Когда в XVIII в. М. М. Херасков обратился к тем же событиям взятия Казани в
поэме Россияда, именно развитие брачного сюжета продемонстрировало, что созданная им концепция политического пространства гораздо ближе к московской,
чем к киевской модели. Любовная история Сумбеки и Алея не может завершиться брачным союзом до тех пор, пока русский царь не покоряет мятежное Казанское царство. Иван Грозный выступает как гармонизатор мирового пространства.
Но благополучным оно становится только с того момента, когда Россия поглощает, включает в собственный состав внеположный ей мир. Иными словами – с того
момента, как весь охваченный эпическим повествованием мир становится единым
гомогенным русским пространством, в котором наконец может состояться заключение брака.
════
:: ЧТО СДЕЛАТЬ ::
Продублируйте без изменений фрагмент текста о поэме «Россияда»: начните со слов, в которых есть «Но благополучным оно», и остановитесь после слов «состояться заключение брака.».
════
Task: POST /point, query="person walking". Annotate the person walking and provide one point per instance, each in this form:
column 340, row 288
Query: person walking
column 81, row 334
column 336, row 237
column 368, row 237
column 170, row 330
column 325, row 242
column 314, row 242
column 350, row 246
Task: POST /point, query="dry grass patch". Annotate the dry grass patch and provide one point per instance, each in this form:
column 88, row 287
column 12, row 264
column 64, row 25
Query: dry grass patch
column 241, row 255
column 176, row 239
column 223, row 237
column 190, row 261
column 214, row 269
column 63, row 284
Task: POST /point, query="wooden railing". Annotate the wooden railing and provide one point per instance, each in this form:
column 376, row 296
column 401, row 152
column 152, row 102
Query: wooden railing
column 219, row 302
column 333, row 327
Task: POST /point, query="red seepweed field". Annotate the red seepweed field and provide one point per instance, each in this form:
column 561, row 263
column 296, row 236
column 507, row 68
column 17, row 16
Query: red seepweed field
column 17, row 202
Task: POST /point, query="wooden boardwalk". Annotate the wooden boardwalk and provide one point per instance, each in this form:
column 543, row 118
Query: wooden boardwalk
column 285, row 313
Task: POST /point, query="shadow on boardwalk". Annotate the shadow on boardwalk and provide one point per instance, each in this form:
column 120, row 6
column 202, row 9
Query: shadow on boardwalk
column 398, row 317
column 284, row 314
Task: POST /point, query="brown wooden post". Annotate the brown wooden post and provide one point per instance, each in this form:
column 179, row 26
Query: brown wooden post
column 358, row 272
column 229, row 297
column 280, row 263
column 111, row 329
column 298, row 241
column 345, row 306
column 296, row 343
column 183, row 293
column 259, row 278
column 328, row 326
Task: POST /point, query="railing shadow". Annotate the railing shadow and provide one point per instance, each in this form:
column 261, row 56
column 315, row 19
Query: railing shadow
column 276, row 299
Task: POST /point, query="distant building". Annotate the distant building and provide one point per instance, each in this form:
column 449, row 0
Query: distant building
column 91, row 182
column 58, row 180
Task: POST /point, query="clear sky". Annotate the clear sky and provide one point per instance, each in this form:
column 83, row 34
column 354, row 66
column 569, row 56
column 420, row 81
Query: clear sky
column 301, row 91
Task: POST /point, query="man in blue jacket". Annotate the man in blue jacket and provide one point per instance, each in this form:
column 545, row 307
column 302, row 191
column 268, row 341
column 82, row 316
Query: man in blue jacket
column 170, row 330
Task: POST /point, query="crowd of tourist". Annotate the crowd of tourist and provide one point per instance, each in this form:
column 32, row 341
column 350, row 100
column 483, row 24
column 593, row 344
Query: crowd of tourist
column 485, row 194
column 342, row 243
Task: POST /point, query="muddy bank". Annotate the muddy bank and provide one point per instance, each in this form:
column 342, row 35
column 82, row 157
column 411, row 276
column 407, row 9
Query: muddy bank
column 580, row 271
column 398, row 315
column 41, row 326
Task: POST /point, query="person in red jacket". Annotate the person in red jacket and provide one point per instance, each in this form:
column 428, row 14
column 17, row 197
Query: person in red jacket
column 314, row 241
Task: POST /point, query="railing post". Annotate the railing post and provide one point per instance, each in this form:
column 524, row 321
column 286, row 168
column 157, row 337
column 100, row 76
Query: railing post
════
:: РЕШЕНИЕ ::
Но благополучным оно становится только с того момента, когда Россия поглощает, включает в собственный состав внеположный ей мир. Иными словами – с того
момента, как весь охваченный эпическим повествованием мир становится единым
гомогенным русским пространством, в котором наконец может состояться заключение брака.